_Task prompt_
Could you quote, exactly as they stand, the lines running from the one with "the book cover" to the final line of the material?

_Information shown_
+++++
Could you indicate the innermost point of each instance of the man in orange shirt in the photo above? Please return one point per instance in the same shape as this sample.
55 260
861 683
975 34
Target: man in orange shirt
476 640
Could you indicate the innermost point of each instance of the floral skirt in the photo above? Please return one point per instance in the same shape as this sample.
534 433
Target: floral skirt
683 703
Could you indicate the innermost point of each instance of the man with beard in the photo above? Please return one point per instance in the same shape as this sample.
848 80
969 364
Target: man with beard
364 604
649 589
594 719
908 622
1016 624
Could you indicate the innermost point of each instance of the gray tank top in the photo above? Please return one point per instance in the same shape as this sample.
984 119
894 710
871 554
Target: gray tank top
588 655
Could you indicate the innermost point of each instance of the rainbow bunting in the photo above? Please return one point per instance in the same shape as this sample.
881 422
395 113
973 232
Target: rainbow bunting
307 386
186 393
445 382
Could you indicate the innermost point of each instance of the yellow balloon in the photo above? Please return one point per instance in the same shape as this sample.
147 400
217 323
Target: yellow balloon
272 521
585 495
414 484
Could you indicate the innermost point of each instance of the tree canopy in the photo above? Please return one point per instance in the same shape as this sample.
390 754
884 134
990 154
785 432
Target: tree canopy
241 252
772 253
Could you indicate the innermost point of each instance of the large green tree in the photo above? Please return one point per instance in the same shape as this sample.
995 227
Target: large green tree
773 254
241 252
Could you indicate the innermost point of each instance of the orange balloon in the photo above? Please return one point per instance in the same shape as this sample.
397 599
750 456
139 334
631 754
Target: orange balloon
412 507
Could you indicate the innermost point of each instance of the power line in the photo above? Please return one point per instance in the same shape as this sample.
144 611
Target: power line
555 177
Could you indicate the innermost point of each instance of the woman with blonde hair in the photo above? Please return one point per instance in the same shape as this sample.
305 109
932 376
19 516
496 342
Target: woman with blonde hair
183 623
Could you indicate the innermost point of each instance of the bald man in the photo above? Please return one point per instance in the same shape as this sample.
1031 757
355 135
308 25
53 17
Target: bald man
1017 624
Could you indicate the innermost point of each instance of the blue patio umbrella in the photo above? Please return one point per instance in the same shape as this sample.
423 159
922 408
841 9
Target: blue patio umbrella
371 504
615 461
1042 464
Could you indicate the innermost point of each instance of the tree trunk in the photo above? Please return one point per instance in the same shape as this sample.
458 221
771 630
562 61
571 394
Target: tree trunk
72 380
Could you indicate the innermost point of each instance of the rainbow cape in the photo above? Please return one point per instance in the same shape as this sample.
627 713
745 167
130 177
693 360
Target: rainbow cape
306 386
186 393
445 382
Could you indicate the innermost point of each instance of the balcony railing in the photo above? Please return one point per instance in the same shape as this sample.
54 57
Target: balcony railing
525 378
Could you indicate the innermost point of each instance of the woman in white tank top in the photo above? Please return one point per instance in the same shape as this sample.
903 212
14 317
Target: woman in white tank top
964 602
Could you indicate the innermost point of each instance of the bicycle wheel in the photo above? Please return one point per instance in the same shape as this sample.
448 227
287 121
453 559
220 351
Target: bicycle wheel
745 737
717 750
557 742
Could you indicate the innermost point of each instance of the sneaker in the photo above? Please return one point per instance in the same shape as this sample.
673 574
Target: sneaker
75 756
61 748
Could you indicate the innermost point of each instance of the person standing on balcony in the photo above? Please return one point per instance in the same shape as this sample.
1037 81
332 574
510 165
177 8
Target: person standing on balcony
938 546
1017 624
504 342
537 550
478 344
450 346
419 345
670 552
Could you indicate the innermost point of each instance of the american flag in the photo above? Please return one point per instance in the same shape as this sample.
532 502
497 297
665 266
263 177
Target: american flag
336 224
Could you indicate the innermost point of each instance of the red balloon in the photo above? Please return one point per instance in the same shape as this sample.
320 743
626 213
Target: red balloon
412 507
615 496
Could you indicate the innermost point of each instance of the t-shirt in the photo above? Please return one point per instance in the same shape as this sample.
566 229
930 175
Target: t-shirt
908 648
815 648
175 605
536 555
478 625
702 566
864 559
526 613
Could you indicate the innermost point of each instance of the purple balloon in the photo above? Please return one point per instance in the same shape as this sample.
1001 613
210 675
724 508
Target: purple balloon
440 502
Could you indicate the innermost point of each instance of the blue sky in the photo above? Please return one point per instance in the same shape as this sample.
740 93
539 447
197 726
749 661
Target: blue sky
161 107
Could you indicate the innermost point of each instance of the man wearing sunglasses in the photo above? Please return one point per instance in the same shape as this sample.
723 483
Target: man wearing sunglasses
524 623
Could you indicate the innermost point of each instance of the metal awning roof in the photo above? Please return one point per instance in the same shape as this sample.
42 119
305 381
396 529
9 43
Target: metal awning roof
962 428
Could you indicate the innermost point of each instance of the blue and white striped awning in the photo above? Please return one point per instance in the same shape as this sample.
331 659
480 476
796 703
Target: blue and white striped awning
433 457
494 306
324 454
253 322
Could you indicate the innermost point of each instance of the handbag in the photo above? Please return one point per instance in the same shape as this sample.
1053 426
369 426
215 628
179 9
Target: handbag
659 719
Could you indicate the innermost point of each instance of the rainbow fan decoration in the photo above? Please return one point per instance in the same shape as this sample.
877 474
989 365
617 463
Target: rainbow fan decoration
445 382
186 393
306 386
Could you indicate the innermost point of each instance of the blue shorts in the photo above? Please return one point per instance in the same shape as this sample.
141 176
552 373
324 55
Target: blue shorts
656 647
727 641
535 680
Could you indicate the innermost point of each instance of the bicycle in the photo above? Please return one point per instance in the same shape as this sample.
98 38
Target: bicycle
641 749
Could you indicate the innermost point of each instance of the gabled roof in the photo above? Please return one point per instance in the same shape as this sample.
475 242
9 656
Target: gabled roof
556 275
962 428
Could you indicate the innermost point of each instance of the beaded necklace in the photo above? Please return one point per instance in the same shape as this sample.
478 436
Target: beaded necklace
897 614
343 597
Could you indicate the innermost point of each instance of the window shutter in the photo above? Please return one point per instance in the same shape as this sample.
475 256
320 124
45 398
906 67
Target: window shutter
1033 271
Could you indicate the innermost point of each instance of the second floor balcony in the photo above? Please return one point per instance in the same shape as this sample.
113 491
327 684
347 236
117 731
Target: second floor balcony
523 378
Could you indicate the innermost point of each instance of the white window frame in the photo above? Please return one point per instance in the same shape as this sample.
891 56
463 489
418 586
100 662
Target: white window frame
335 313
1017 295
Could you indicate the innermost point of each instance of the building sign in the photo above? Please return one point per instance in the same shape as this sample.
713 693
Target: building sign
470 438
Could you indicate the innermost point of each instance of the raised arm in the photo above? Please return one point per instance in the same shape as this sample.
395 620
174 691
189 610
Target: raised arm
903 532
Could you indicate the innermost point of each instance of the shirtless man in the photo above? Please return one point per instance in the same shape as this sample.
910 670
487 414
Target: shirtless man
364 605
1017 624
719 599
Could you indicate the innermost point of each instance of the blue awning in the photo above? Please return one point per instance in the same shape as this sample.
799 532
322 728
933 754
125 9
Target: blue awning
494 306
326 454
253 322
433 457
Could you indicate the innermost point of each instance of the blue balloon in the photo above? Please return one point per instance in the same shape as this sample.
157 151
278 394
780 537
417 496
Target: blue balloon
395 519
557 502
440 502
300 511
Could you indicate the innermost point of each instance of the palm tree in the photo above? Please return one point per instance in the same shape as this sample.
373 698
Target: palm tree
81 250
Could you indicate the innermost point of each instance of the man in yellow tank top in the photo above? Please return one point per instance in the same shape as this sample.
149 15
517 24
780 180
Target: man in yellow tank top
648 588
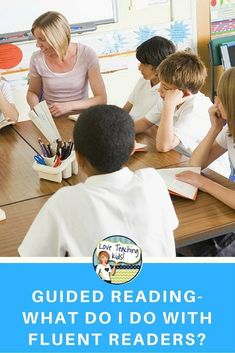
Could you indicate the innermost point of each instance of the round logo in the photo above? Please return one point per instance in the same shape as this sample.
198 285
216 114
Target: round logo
117 259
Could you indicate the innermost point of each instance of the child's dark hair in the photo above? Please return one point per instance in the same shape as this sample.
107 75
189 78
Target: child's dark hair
154 50
105 136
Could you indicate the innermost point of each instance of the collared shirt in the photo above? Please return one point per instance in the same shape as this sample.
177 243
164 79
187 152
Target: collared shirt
144 97
136 205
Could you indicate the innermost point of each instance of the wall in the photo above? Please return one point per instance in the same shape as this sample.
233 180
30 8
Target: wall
115 44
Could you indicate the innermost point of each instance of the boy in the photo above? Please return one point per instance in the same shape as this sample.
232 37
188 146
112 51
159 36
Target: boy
145 94
112 201
183 119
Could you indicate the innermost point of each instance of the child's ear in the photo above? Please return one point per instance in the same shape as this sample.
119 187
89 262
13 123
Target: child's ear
186 93
80 159
133 150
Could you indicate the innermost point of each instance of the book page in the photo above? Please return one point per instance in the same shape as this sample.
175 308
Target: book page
176 186
4 122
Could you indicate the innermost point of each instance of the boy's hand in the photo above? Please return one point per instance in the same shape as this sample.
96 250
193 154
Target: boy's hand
175 97
192 178
58 109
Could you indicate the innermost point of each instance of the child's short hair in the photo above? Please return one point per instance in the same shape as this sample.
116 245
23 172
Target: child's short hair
105 136
154 50
184 70
226 93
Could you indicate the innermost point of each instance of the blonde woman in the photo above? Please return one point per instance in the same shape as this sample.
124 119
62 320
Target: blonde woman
60 71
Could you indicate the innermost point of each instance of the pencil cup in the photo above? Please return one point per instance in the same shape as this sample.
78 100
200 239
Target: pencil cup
50 161
75 167
67 172
63 171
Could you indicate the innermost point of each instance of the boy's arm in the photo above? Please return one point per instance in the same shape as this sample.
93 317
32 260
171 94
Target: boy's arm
166 139
127 107
223 194
209 150
8 109
142 124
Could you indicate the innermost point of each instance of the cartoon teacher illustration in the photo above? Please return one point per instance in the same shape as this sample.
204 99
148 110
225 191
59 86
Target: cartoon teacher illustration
103 269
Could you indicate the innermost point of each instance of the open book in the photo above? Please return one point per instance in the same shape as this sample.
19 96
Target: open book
42 118
4 122
178 187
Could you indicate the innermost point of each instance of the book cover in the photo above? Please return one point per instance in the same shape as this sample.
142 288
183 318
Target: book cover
178 187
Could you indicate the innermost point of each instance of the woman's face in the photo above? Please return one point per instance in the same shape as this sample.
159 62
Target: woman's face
221 108
42 43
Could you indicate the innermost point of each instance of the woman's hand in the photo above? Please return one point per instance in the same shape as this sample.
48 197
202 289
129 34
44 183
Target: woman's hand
58 109
192 178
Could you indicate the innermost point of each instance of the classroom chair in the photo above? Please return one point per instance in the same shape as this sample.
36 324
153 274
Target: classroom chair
215 58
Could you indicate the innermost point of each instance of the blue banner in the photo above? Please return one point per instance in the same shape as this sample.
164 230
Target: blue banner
167 307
+++++
_Response to the task_
Could you indicate the innermost point of each instance of the book cover in the photo above? Please return one point per instance in the same shape as this sample.
142 288
183 318
Target: book cover
178 187
Could you indicate the innermost point of each instance of the woman's face in the photo above? Please return one point per instance in the same shape as this sample.
159 62
Target: woman's face
221 108
42 43
Could you indicate the innermost point of each instance of the woman's hand in the photo above? Please return one point per instance in the same shape as this sample.
48 197
202 289
129 34
44 183
Target: woman's hand
58 109
192 178
Could you indicate the innermost point of each instance of the classroom chair in the photo above? Please return one point per instance in the same shape as this sample.
36 324
153 274
Target: classroom chair
215 58
Could you indicate the innermost point of each instance of the blue banner in the photo above? Please return one point per instance in the same shape as this sample.
164 230
Target: blue banner
167 307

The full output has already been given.